- Problem requirements -
Copy out all of the data exactly as it appears.

- Input records -
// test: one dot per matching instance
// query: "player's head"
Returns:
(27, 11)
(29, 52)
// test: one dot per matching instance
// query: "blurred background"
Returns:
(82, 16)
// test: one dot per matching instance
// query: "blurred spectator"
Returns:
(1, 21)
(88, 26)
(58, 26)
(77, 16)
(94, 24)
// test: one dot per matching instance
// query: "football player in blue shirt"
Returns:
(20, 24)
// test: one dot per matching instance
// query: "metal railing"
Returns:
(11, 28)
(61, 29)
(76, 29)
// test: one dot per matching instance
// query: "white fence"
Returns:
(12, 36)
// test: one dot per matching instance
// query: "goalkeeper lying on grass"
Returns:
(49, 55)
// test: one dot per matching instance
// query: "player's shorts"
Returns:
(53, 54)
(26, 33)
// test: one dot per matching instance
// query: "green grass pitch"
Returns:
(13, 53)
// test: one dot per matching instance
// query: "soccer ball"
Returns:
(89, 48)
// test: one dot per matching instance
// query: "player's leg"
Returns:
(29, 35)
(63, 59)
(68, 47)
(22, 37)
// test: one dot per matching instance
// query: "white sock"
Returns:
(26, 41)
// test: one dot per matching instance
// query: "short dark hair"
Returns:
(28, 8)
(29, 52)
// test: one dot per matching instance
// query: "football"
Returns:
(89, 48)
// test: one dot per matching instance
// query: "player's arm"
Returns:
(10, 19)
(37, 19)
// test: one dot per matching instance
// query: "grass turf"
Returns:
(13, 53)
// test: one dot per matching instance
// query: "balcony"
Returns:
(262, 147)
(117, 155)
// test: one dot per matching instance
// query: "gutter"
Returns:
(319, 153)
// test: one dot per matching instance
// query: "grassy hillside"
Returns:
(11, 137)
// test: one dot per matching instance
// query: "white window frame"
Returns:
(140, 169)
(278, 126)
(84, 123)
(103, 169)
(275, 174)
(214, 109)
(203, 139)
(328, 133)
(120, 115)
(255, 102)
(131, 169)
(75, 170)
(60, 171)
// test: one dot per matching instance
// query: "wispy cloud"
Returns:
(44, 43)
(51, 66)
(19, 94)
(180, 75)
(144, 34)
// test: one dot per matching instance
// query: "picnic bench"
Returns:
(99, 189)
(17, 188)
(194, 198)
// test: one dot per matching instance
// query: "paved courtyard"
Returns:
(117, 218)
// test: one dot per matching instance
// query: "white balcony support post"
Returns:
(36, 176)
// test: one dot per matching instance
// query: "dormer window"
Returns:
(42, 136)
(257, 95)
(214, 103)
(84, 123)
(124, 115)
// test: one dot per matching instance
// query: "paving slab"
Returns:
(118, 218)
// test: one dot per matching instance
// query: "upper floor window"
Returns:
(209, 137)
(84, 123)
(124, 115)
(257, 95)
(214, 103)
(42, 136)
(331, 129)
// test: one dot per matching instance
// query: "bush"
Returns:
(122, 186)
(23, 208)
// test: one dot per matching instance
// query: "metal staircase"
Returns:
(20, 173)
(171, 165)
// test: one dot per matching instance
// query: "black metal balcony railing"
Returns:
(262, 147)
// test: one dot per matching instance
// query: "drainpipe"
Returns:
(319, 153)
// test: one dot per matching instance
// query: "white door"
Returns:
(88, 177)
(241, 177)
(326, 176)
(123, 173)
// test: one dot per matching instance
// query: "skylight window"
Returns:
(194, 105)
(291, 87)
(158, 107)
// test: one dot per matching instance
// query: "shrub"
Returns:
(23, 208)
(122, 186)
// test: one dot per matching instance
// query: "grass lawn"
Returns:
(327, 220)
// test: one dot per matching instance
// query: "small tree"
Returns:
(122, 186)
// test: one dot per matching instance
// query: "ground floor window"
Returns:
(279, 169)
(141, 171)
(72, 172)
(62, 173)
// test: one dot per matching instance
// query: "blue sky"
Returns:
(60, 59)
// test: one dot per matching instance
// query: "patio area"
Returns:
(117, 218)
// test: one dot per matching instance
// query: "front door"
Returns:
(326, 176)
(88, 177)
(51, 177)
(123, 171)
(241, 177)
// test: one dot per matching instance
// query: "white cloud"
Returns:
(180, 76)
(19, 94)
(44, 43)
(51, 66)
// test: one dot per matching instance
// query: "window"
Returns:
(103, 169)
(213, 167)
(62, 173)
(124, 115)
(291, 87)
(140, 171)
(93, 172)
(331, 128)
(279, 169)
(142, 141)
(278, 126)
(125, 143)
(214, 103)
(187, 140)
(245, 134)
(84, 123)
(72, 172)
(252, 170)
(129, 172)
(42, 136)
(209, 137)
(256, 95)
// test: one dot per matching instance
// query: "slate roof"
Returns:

- Answer for the task -
// test: one dot per matching instance
// query: "player's head"
Returns:
(27, 11)
(29, 52)
// test: one dot per matching instance
// query: "blurred background"
Returns:
(82, 16)
// test: one dot per matching instance
// query: "blurred spectator"
Returns:
(1, 21)
(88, 26)
(58, 26)
(77, 16)
(94, 24)
// test: one dot per matching instance
// query: "football player in blue shirt"
Returns:
(20, 24)
// test: one dot per matching instance
// query: "metal railing"
Returns:
(11, 28)
(61, 29)
(76, 29)
// test: one dot per matching instance
// query: "white fence"
Returns:
(12, 36)
// test: one dot per matching instance
// query: "goalkeeper lying on grass"
Returns:
(49, 55)
// test: one dot per matching instance
// query: "player's shorts"
Returns:
(53, 54)
(26, 33)
// test: one dot per matching instance
// query: "green grass pitch"
Returns:
(13, 53)
// test: one dot per matching instance
// query: "soccer ball"
Returns:
(89, 48)
// test: one dot per matching instance
// query: "player's leg"
Returns:
(29, 35)
(63, 59)
(68, 47)
(22, 37)
// test: one dot per matching instance
// query: "white sock"
Returns:
(26, 41)
// test: one dot per matching instance
// query: "short dark hair"
Returns:
(28, 8)
(29, 52)
// test: one dot per matching instance
// query: "football"
Returns:
(89, 48)
// test: one dot per matching instance
// query: "player's arm"
Returns:
(10, 19)
(37, 19)
// test: one dot per matching instance
// query: "grass turf"
Returns:
(13, 53)
// test: one dot per matching instance
// query: "balcony"
Returns:
(262, 147)
(117, 155)
// test: one dot per matching instance
// query: "gutter"
Returns:
(319, 153)
// test: one dot per matching instance
// query: "grassy hillside"
Returns:
(11, 137)
// test: one dot per matching instance
// query: "white window frame"
Returns:
(140, 169)
(278, 126)
(84, 123)
(103, 169)
(275, 174)
(214, 109)
(203, 139)
(328, 133)
(120, 115)
(255, 102)
(131, 169)
(75, 170)
(60, 171)
// test: one dot per matching instance
// query: "wispy cloud"
Returns:
(44, 43)
(51, 66)
(19, 94)
(180, 75)
(144, 34)
// test: one dot per matching instance
// query: "picnic bench"
Returns:
(99, 189)
(17, 188)
(194, 198)
// test: one dot per matching instance
// query: "paved courtyard"
Returns:
(117, 218)
// test: one dot per matching instance
// query: "white balcony support post"
Returns:
(36, 176)
// test: one dot per matching instance
// query: "dormer window"
Returns:
(42, 136)
(257, 95)
(214, 103)
(84, 123)
(124, 115)
// test: one dot per matching instance
// query: "paving slab"
Returns:
(118, 218)
// test: one dot per matching instance
// query: "upper floor window"
Returns:
(209, 137)
(84, 123)
(124, 115)
(257, 95)
(214, 103)
(42, 136)
(331, 129)
// test: one dot per matching instance
// query: "bush"
Returns:
(122, 186)
(23, 208)
// test: one dot per matching instance
// query: "metal staircase"
Returns:
(20, 173)
(171, 165)
// test: one dot per matching instance
// query: "black metal balcony railing"
Returns:
(262, 147)
// test: one dot per matching instance
// query: "drainpipe"
Returns:
(319, 153)
// test: one dot per matching instance
// query: "white door"
Returns:
(88, 177)
(241, 177)
(326, 176)
(123, 173)
// test: one dot per matching instance
// query: "skylight window"
Returns:
(194, 105)
(291, 87)
(158, 107)
// test: one dot per matching instance
// query: "shrub"
Returns:
(23, 208)
(122, 186)
// test: one dot per matching instance
// query: "grass lawn"
Returns:
(327, 220)
// test: one dot per matching instance
// query: "small tree"
Returns:
(122, 186)
// test: one dot per matching instance
// query: "ground floor window"
Returns:
(279, 169)
(141, 171)
(72, 172)
(62, 173)
// test: one dot per matching instance
// query: "blue sky"
Returns:
(60, 59)
// test: one dot per matching instance
// query: "patio area"
Returns:
(117, 218)
// test: one dot per matching instance
// query: "front door"
Returns:
(326, 176)
(88, 177)
(51, 177)
(123, 171)
(241, 177)
// test: one dot per matching instance
// query: "white cloud"
Returns:
(180, 76)
(19, 94)
(44, 43)
(51, 66)
// test: one dot per matching instance
// query: "window"
Returns:
(103, 169)
(213, 167)
(62, 173)
(124, 115)
(291, 87)
(140, 171)
(93, 172)
(331, 128)
(279, 169)
(142, 141)
(278, 126)
(125, 143)
(214, 103)
(187, 140)
(245, 134)
(84, 123)
(72, 172)
(252, 170)
(129, 172)
(42, 136)
(209, 137)
(256, 95)
// test: one dot per matching instance
// query: "slate roof"
Returns:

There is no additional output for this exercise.